● Referring expression data
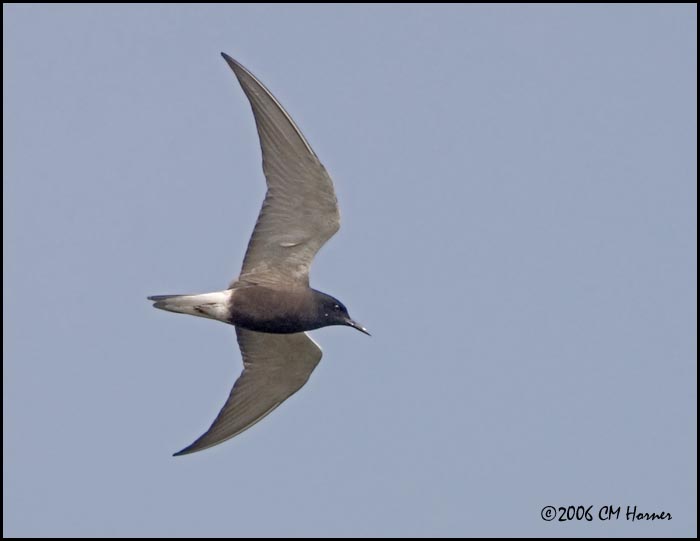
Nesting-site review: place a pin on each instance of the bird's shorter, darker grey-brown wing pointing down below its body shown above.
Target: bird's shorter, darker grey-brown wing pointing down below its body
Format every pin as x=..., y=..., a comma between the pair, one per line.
x=275, y=367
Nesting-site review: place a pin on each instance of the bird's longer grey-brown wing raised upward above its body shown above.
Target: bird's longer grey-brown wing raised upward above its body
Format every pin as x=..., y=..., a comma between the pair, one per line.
x=300, y=211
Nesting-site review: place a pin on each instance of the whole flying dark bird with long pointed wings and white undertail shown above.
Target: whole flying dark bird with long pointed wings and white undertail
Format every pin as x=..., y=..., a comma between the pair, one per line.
x=271, y=304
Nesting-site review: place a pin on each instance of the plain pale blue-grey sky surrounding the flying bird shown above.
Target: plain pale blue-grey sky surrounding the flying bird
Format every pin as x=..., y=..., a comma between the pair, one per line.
x=518, y=195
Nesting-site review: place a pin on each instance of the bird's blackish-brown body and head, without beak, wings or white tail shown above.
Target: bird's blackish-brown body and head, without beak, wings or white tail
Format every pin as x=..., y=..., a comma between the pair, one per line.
x=265, y=309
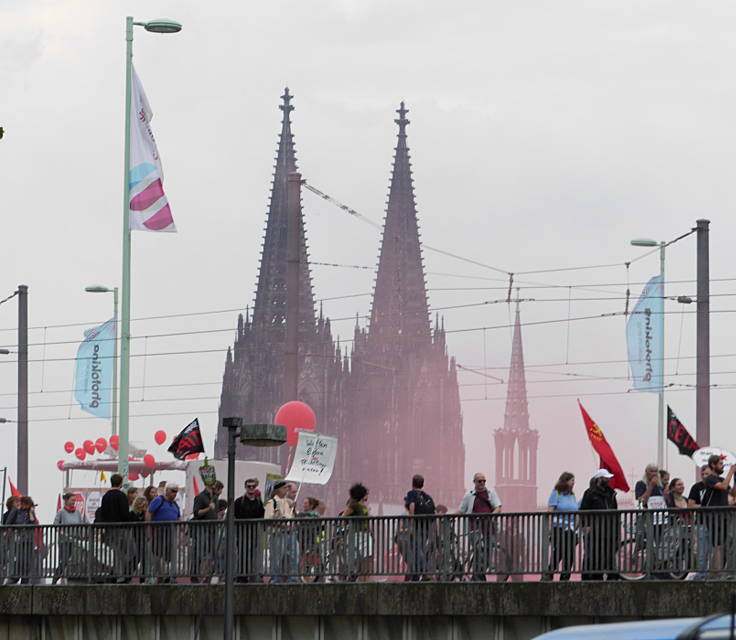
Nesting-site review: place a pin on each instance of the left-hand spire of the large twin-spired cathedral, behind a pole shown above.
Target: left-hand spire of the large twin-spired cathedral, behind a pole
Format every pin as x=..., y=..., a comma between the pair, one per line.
x=270, y=304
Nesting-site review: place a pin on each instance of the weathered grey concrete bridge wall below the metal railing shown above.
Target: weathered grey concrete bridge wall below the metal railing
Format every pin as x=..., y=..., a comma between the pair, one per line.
x=368, y=611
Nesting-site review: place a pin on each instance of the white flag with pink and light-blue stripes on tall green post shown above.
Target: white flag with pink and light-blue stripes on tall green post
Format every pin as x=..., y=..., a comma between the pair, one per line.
x=149, y=208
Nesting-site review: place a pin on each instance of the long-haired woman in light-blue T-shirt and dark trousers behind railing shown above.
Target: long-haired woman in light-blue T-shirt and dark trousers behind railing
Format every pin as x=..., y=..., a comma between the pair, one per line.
x=563, y=502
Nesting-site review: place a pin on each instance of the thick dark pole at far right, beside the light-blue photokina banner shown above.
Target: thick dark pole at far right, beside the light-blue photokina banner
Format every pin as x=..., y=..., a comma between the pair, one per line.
x=702, y=398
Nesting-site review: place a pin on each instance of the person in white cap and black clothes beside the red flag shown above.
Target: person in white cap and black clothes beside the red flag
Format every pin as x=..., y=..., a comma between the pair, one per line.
x=602, y=539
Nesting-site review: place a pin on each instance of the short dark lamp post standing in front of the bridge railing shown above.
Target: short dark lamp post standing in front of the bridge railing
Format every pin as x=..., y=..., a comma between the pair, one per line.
x=256, y=435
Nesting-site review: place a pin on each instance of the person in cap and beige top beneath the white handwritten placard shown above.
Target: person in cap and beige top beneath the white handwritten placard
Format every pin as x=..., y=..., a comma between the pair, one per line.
x=284, y=545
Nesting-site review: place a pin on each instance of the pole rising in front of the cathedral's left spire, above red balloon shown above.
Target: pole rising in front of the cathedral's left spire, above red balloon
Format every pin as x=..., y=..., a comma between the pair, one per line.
x=293, y=208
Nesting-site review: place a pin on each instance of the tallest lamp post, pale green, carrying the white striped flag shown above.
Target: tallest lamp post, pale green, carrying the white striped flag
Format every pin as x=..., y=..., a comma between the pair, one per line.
x=154, y=26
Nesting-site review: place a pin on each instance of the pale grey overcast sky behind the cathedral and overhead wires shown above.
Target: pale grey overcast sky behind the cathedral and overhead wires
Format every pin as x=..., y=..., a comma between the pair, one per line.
x=543, y=135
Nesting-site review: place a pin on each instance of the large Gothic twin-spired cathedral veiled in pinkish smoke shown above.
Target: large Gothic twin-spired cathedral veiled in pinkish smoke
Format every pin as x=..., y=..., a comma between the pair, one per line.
x=393, y=400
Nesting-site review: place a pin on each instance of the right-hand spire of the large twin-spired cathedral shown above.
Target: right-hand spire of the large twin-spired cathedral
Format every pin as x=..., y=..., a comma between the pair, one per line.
x=399, y=308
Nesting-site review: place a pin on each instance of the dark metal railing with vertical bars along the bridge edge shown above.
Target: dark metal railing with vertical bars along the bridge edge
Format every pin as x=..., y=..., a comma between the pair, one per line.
x=595, y=544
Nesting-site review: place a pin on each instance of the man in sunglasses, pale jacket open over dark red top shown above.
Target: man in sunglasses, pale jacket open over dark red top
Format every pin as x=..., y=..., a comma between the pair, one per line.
x=484, y=501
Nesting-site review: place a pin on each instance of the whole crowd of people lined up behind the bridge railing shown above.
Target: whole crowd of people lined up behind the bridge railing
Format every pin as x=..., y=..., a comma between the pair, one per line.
x=284, y=541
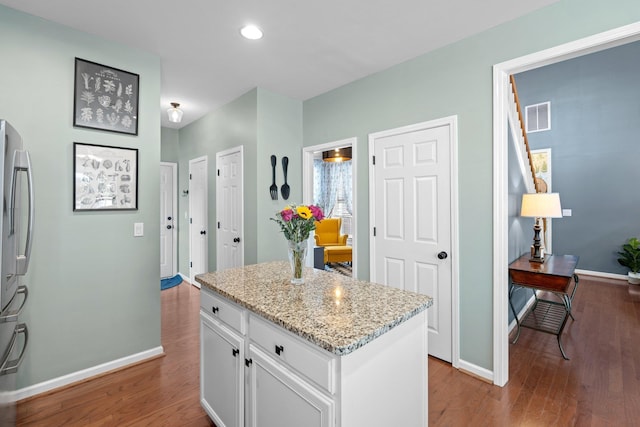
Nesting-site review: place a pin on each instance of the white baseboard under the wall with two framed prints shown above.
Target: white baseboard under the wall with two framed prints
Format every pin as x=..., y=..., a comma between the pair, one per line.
x=84, y=374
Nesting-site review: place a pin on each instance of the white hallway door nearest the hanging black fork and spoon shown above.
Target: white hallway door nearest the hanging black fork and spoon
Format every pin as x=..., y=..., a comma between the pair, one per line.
x=229, y=209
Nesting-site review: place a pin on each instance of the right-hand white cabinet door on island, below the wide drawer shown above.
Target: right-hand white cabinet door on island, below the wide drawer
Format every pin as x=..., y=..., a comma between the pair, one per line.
x=279, y=398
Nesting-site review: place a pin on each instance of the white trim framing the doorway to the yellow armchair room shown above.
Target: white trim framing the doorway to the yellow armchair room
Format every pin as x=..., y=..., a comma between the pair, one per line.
x=307, y=184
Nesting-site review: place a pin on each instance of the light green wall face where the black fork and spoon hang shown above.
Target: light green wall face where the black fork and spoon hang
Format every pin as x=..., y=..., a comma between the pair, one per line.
x=279, y=133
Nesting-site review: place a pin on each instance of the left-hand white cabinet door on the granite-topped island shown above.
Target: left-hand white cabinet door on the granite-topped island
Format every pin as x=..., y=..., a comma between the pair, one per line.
x=221, y=373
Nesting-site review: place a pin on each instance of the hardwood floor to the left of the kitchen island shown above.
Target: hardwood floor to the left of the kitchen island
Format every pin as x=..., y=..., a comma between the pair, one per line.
x=161, y=392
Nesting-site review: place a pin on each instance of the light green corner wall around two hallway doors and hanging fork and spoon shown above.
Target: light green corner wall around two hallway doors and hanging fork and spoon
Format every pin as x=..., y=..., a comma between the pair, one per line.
x=264, y=123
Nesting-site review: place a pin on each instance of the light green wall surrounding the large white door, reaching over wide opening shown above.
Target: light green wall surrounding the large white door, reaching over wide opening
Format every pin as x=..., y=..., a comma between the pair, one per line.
x=457, y=80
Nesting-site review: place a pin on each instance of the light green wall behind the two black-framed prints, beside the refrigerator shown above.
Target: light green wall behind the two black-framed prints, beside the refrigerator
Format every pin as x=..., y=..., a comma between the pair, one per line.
x=93, y=288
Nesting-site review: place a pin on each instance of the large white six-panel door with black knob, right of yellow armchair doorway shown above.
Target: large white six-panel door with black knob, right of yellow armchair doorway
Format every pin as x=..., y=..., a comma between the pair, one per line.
x=411, y=214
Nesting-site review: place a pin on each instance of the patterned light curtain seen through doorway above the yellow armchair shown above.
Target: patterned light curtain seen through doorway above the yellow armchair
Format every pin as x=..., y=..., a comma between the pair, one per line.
x=332, y=184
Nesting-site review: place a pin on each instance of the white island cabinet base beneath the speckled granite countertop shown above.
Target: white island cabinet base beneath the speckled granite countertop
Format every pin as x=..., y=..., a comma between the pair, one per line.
x=255, y=373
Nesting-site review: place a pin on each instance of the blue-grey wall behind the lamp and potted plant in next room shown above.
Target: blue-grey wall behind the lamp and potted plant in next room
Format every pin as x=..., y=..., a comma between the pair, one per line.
x=595, y=142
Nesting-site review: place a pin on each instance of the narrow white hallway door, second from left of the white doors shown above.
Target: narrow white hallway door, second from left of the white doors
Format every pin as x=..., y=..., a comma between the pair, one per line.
x=198, y=218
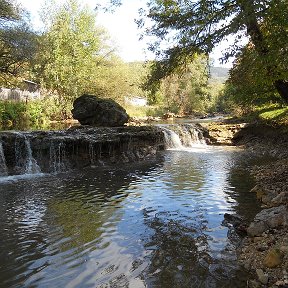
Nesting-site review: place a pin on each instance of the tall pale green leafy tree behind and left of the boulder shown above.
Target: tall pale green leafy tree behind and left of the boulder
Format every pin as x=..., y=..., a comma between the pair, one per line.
x=73, y=54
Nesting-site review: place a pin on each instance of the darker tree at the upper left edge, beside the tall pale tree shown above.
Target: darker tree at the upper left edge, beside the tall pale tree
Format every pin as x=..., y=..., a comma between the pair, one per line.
x=17, y=41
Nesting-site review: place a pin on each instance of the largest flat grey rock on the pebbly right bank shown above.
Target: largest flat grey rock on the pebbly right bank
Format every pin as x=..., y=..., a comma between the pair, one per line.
x=267, y=219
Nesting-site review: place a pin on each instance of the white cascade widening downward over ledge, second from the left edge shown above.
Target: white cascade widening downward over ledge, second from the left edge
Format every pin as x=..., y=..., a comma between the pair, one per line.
x=25, y=162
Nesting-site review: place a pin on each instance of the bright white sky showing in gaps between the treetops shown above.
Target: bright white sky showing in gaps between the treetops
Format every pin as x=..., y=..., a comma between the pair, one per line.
x=121, y=27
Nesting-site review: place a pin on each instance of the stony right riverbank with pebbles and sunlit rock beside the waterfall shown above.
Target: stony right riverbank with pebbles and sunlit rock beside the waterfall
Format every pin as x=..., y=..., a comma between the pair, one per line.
x=264, y=252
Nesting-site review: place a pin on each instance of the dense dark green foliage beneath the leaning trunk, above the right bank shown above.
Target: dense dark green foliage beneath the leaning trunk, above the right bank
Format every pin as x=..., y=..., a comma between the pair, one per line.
x=250, y=83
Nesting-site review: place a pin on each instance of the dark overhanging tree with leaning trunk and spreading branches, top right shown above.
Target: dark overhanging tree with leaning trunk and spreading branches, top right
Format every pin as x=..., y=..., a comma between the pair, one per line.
x=199, y=25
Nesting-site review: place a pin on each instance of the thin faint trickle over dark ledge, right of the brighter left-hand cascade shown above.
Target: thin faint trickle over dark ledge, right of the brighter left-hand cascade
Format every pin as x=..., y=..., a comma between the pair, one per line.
x=57, y=161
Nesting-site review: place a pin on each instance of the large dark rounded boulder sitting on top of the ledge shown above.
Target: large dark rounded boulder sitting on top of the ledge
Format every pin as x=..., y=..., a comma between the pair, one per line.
x=94, y=111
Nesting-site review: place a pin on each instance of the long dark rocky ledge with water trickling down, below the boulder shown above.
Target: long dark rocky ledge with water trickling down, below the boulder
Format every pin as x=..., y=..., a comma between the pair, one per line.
x=57, y=151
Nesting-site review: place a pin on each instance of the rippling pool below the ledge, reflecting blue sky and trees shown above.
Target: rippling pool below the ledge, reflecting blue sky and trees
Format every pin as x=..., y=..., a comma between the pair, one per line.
x=149, y=225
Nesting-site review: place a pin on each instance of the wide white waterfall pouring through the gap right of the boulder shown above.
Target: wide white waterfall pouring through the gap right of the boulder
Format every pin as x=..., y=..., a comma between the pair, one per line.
x=183, y=136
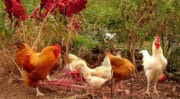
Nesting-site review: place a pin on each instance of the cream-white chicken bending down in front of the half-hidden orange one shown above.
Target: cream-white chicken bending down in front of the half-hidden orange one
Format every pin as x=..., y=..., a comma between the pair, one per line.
x=95, y=77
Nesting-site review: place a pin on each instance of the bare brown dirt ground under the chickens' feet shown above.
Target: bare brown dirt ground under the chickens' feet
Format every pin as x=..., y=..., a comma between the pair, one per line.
x=12, y=88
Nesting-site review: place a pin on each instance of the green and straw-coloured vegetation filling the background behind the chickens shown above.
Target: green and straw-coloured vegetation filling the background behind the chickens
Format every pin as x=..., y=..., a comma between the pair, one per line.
x=136, y=22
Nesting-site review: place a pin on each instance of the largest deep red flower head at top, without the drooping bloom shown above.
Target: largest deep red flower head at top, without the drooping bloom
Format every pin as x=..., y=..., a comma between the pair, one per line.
x=66, y=7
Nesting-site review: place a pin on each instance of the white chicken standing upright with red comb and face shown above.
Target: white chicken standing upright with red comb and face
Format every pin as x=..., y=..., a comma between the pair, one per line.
x=154, y=65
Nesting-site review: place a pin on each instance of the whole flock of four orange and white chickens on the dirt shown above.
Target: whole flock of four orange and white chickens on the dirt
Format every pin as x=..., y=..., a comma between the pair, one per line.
x=35, y=66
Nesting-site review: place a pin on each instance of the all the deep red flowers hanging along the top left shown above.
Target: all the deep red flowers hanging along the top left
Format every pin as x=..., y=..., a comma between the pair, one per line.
x=65, y=7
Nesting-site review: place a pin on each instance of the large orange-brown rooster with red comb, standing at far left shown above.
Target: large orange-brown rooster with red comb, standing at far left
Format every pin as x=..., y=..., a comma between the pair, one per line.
x=36, y=66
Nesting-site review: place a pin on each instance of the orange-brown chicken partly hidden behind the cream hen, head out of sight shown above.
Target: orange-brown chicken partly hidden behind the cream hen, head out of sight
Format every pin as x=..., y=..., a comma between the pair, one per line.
x=122, y=67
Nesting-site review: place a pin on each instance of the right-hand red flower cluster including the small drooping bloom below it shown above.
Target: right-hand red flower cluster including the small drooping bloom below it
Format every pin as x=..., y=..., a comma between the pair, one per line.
x=65, y=7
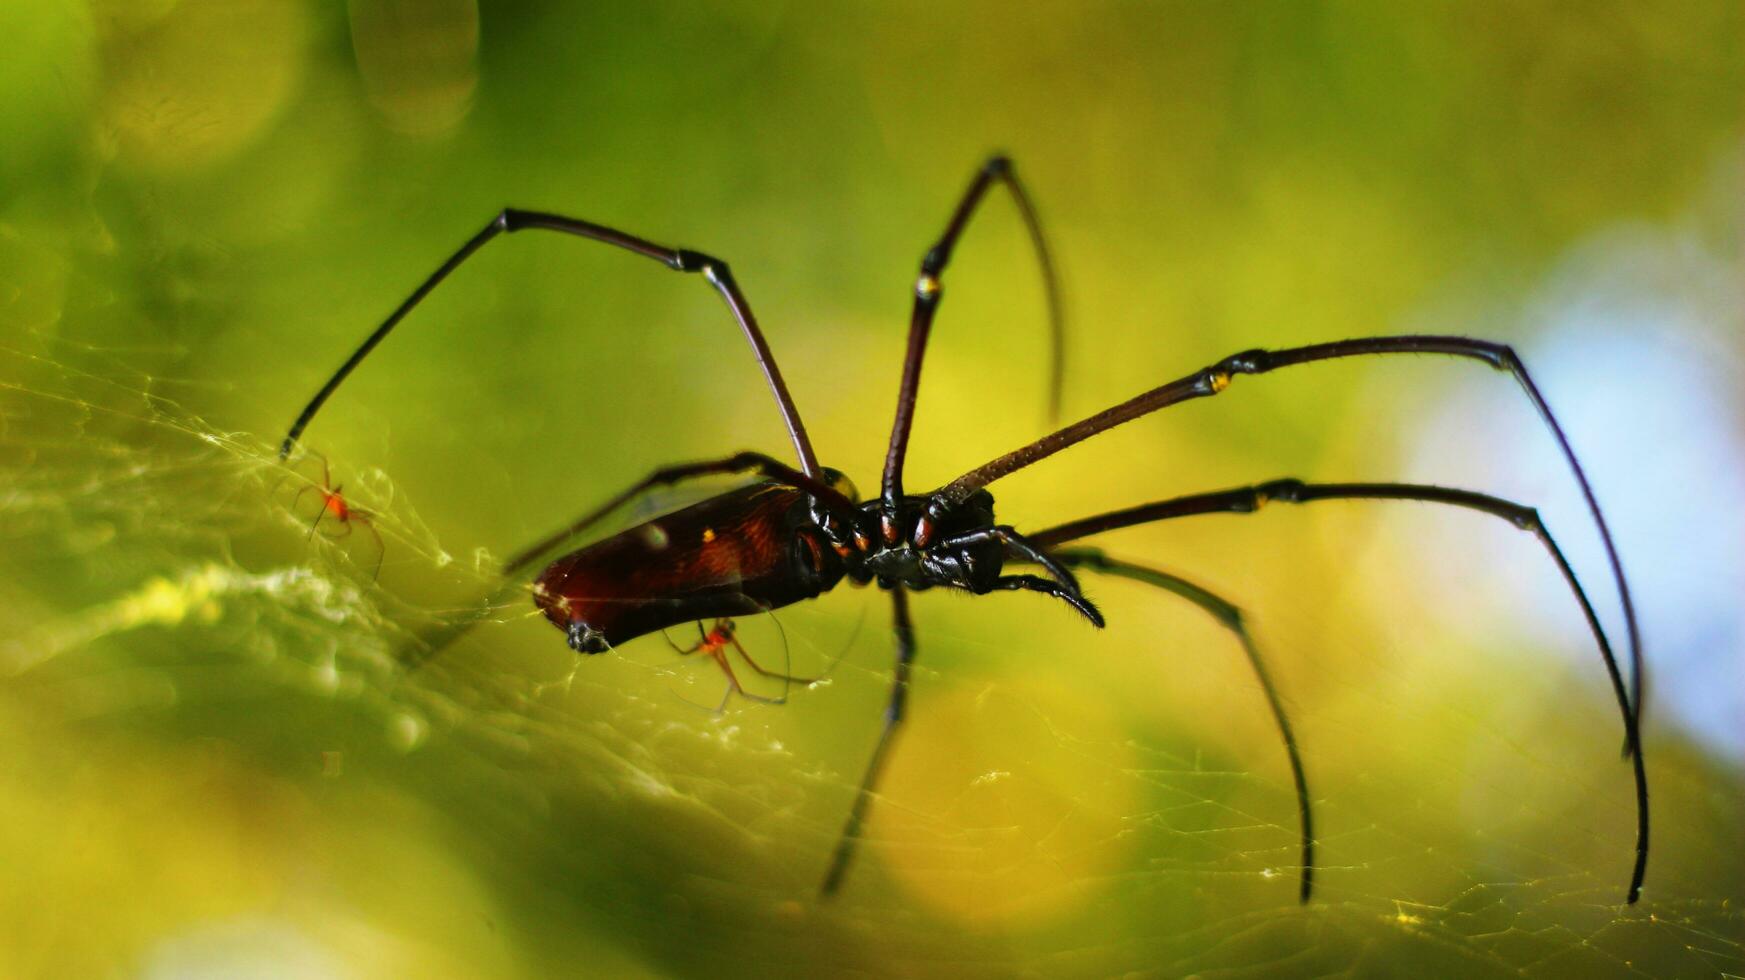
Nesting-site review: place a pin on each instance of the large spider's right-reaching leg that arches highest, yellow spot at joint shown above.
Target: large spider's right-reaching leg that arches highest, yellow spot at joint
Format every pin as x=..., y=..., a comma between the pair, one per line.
x=1217, y=378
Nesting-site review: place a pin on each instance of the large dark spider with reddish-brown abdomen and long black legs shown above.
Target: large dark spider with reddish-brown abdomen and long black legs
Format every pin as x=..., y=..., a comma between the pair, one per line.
x=798, y=531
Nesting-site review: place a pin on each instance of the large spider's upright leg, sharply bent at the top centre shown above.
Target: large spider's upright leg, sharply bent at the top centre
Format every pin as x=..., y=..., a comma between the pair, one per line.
x=927, y=296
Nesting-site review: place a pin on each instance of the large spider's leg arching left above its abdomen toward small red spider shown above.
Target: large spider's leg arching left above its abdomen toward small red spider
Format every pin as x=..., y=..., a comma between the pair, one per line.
x=680, y=261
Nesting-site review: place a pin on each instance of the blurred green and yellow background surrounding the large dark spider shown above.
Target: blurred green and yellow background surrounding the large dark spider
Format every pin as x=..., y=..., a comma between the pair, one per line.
x=214, y=766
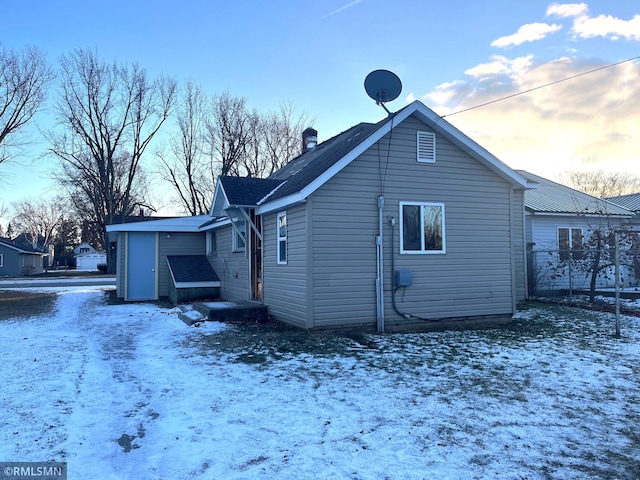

● BRIEF
From the data above, say how many lines include "foliage", and write nothing but the number.

● ANSWER TO THE PROBLEM
2